_Tasks to complete:_
a) Answer these questions from the glossary of children's medical terms:
(i) What two parts of the body does the Eustachian tube connect?
(ii) What is the proper medical term for eczema?
(iii) To what is fluoride commonly added?
b) Please resume the glossary of children's medical terms after its last entry, keeping its alphabetical order and entry style.

_Text under study:_

DDAVP A medication used to manage bed-wetting.
dehydration Excessive loss of bodily fluid, either due to inadequate fluid intake or continual fluid loss from vomiting or diarrhea.
developmental hip dysplasia An orthopedic condition in which the thighbone becomes dislocated from the hipbone.
DTaP Diptheria, tetanus, acellular pertussis vaccine, a combination that protects children from serious illness.
dyslexia A disorder in which symbol recognition and reading comprehension are impaired.
eczema A term used for chronic skin allergy, although the proper medical terminology for this condition is “atopic dermatitis.”
Eustachian tube A small tube that connects the middle ear and the throat. It helps equalize the pressure between the space inside the middle ear and the outside environment. A plugged Eustachian tube can trigger an ear infection.
FDA U.S. Food and Drug Administration, the U.S. government agency that monitors drug and food safety in the United States.
fluoride A chemical that is commonly added to the public water supply to protect teeth from cavities.
folic acid A type of vitamin B. It is an important supplement that prevents birth defects.
granulation tissue During the process of healing, this yellowish sticky substance appears on the wound.
hair tourniquet When a strand of hair wraps itself tightly around a finger, a toe, or even the penis of a very young child. This can cause excruciating pain to the child.
hepatitis Irritation of the liver by an infection or a chemical.
hydrogen peroxide A colorless and odorless liquid that destroys healthy tissue. It is no longer recommended to clean cuts and wounds with this chemical.

_Data excerpt:_

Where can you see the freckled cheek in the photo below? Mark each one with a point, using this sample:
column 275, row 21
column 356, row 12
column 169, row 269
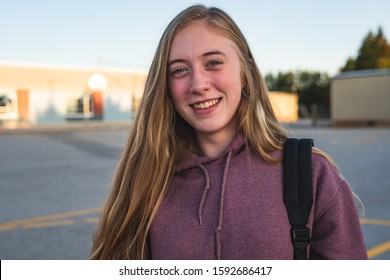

_Exercise answers:_
a)
(i) The middle ear and the throat.
(ii) Atopic dermatitis.
(iii) The public water supply.

b)
jaundice Accumulation of a yellow pigment in the body. This is most commonly seen in newborns. Extremely high levels of the pigment can cause hearing loss and brain damage.
ligament A tough and fibrous structure that connects bones together. An injury to a ligament is called a sprain.
MMR Measles, mumps, rubella. A combination childhood vaccine that protects your child from these diseases.
molluscum A contagious variant of the typical wart.
mucus A semi-medical term for snot or a wet booger.
non-REM Deep stages of sleep where dreaming does not occur and the individual is difficult to arouse.
nursemaid's elbow Partial dislocation of the elbow, a condition that mostly affects children under the age of five.
pneumococcus A bacterium that is the most common cause of bacterial ear infections and pneumonia in children.
polio A once-common infection that can cause paralysis and death. Widespread childhood immunization has wiped out this disease in the United States.
pyloric stenosis A condition in which a baby's stomach muscle is too tight, preventing food from passing through the stomach into the intestines. The baby usually has projectile vomiting.
reflux Regurgitation of food from the stomach back into the mouth or out.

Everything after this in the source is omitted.